*Given exercise*: Please copy out the stretch from the start of the data through the line containing "pixel 514 275", requests included, and offset every pixel coordinate in the answers by 146. Leave the requests and their format samples as they are.

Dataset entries

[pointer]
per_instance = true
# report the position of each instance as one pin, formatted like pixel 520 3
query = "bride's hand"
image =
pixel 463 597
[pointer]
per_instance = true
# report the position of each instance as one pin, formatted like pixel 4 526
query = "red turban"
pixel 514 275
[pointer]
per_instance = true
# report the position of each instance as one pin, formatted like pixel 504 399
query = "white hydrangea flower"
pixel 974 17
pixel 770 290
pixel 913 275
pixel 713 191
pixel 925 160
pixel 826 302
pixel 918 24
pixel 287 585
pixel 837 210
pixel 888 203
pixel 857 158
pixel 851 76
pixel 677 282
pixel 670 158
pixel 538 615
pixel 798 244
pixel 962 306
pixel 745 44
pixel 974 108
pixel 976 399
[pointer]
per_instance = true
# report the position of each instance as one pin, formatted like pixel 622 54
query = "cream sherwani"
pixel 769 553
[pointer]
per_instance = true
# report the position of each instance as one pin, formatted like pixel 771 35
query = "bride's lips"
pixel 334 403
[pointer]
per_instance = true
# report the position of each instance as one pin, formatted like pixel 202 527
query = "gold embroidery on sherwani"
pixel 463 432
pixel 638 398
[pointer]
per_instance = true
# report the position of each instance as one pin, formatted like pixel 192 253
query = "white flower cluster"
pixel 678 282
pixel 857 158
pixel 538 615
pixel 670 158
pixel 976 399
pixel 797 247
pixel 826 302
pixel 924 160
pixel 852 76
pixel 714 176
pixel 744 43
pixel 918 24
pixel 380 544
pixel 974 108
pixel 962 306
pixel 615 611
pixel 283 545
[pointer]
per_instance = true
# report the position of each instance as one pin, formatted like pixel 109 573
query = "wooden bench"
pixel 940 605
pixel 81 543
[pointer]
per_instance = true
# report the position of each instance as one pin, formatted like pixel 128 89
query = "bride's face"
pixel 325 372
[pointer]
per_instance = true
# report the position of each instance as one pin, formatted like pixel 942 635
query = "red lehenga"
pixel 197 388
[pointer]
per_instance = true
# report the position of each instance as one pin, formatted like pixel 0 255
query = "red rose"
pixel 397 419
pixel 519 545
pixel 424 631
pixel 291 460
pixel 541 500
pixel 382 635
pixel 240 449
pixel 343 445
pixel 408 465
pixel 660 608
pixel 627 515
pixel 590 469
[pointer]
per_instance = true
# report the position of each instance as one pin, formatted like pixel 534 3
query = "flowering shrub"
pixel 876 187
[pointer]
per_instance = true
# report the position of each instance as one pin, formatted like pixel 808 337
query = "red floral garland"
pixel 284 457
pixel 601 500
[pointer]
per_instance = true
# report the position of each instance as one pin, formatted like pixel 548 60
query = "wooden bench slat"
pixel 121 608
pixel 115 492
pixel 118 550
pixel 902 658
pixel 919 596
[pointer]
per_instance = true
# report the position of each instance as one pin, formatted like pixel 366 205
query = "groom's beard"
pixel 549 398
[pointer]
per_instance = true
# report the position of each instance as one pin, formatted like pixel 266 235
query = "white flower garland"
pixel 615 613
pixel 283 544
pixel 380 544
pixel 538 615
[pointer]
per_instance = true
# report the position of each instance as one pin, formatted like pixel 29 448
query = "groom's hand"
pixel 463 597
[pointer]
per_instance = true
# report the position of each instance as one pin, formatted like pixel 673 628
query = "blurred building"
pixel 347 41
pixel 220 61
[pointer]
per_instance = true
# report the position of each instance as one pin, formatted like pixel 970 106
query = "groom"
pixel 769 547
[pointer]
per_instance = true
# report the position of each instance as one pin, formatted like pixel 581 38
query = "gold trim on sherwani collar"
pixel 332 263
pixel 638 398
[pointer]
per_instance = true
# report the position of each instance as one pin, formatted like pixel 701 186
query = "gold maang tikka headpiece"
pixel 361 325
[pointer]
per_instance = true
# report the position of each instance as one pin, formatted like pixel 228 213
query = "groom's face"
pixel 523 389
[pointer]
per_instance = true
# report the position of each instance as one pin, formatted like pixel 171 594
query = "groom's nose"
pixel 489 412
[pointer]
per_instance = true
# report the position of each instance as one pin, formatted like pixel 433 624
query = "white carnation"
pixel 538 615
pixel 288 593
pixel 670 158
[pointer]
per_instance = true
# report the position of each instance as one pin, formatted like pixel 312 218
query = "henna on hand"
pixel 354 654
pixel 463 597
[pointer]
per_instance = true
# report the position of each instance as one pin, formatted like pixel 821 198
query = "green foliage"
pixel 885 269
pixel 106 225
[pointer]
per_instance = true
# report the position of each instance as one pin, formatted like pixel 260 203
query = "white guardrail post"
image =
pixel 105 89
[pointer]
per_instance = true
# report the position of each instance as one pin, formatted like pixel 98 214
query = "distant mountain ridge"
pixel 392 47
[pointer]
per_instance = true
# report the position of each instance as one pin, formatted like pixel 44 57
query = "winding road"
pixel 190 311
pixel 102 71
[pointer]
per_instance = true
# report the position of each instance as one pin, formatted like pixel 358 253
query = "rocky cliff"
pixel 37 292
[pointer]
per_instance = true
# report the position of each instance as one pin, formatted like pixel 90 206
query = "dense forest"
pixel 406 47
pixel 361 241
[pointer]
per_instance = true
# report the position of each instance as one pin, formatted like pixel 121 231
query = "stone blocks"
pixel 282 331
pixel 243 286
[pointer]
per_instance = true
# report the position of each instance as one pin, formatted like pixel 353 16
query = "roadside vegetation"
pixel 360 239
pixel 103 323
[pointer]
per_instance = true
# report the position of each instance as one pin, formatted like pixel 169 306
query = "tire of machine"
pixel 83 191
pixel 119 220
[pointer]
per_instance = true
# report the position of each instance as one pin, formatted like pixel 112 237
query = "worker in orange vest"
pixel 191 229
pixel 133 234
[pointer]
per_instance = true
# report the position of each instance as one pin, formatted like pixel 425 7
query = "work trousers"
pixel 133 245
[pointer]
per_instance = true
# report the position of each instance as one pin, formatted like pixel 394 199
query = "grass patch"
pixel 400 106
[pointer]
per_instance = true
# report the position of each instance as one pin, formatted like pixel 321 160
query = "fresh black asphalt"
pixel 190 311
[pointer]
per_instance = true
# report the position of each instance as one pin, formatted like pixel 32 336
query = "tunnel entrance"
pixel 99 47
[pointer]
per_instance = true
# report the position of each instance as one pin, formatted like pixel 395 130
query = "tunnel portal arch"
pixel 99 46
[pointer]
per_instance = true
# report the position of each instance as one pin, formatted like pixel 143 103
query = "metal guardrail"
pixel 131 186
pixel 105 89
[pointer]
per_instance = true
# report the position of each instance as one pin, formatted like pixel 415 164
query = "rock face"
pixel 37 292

*Task response*:
[pointer]
per_instance = true
# report the position of each instance as one pin, formatted like pixel 520 3
query = "bride's hand"
image =
pixel 609 743
[pointer]
per_instance = true
# report the position of each instance as one pin, formatted like pixel 4 526
query = "red turban"
pixel 660 421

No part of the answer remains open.